Exercises to complete
a - From the guide on converting a print book to an ebook, list every price that is given per page, with what each one covers.
b - In the guide on converting a print book to an ebook, why does the code have to be cleaned up after the html is extracted from the Word file? Answer in one to three sentences.
c - Answer these questions on the guide on converting a print book to an ebook, each on its own line:
(i) What does OCR turn the scan into?
(ii) In which two formats should the resulting files be?
(iii) To suit which device is the html "downcoded"?

Provided text
To be helpful, the steps of converting a print book to ebook are thus:
- Scan the print book, which can either be done:
- More affordably, by breaking the book and ripping off the spine, or,
- More expensively, by keeping the book and spine intact (usually an additional $0.15/page)
- The average price for scanning alone in the US ranges from $0.40/page to $1.25 page for plain text; highly-formatted text (like a medical or financial textbook, as an example) will run more.
- Then the scan has to be run through OCR (Optical Character Recognition), which turns the scan into actual, digitized text. The charge for this varies, but is usually included in whatever price you are quoted in Step #1.
- The resulting files--should be in Word and in POD PDF format--have to be proofed.
- The average price for proofing runs approximately $1/page, or at least $10-$15/hour for 8-10 pages/hour.
- Once the files are proofed, the author/publisher should review them (if the proofing was sub-contracted out), and approve them, ready-for-ebook-conversion.
- We then take the finalized Word/PDF file from the OCR'd, scanned book and begin the process of conversion, which runs approximately like this:
- We export/extract all the html from the Word book/ms/document;
- We clean up the code, which is always poor quality from scanning services (no fault of theirs);
- We place the properly-coded text into xhtml, which creates an epub, which is one type of ebook format;
- We send you that epub for review, along with Proof sheets;
- You review the ebook and return it to us with whatever corrections are needed;
- We then make those corrections, and return the revised epub to you for approval;
- You approve it, and we then,
- Export that xhtml from within that epub, convert it into html, "downcode" it to suit the Kindle device, and make a
- Kindle book, which we send to you for review and approval, and repeat steps 5-7 if necessary, although that's rare.
And that's it. The whole process. It takes a while to do everything--usually the proofing by the author-publisher in Steps 4 and 5.5 take the longest--but for authors with an established fanbase and backlist, it's well worth doing.

Record set
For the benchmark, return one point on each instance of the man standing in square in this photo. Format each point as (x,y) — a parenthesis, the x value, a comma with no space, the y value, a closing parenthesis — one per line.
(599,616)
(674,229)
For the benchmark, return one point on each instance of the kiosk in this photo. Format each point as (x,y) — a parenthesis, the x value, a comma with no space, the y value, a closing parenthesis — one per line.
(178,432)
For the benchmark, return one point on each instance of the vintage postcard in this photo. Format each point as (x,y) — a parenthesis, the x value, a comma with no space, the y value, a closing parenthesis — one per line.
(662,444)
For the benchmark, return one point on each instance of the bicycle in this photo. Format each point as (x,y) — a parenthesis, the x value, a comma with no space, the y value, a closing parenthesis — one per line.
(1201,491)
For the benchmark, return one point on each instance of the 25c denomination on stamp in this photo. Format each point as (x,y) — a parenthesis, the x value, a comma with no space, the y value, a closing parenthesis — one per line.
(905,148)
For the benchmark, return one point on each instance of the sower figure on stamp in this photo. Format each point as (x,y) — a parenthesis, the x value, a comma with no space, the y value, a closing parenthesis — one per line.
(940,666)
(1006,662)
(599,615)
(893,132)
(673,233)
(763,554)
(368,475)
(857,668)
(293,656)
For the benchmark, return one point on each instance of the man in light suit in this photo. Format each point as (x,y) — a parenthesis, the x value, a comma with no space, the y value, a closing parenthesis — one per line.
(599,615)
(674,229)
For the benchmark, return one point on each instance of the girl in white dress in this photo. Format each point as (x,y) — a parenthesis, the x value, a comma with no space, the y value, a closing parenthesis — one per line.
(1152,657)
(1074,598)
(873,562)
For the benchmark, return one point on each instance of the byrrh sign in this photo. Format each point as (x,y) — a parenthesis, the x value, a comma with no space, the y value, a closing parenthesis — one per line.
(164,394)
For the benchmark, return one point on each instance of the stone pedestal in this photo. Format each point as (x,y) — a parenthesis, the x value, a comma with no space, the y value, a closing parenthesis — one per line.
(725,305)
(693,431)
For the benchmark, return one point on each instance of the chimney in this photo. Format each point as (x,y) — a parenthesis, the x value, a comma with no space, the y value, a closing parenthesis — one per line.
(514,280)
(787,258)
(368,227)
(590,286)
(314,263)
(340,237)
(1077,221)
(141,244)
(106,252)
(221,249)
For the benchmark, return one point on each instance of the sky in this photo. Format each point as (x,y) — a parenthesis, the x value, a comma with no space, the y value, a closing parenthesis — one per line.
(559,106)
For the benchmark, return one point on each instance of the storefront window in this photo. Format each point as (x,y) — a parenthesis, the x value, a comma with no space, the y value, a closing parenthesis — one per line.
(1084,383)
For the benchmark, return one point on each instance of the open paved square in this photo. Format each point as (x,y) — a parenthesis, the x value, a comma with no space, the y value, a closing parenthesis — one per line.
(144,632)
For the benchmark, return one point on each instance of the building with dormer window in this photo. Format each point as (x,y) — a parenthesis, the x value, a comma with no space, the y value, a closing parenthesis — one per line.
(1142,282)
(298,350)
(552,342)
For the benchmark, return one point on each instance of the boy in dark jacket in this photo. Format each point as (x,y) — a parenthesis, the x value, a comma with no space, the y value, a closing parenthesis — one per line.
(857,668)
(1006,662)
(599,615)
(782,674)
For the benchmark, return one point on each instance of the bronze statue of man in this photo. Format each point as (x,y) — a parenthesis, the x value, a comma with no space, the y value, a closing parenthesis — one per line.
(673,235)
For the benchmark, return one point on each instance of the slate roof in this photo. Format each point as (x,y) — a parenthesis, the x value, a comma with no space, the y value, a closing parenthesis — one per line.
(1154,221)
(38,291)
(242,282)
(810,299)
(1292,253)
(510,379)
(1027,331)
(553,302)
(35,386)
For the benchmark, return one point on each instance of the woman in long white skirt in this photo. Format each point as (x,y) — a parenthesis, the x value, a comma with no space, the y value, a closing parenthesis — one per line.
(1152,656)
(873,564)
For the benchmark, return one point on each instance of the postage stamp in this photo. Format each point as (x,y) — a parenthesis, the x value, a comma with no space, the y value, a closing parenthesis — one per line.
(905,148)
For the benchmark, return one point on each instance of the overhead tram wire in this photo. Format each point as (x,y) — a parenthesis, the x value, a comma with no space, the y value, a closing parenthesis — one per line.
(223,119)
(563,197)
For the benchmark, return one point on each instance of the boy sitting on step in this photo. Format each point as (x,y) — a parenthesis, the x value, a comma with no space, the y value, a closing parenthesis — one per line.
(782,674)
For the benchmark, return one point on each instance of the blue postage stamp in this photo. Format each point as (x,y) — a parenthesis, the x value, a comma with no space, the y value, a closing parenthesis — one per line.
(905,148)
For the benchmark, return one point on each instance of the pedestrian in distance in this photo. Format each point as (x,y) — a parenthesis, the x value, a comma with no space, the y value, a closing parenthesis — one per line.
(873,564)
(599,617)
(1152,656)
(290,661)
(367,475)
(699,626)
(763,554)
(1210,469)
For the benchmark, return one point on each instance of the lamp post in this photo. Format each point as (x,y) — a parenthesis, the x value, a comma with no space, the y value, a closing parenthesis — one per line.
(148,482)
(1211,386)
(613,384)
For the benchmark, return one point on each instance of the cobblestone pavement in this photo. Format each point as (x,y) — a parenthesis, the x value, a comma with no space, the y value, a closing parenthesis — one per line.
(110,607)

Solutions below
a -
- About $0.15 per page extra for scanning with the book and spine kept intact
- $0.40 to $1.25 per page for scanning plain text in the US
- About $1 per page for proofing

b - The code has to be cleaned up because code from scanning services is always of poor quality. The guide adds that this is no fault of the scanning services.

c -
(i) Actual, digitized text
(ii) Word and POD PDF
(iii) The Kindle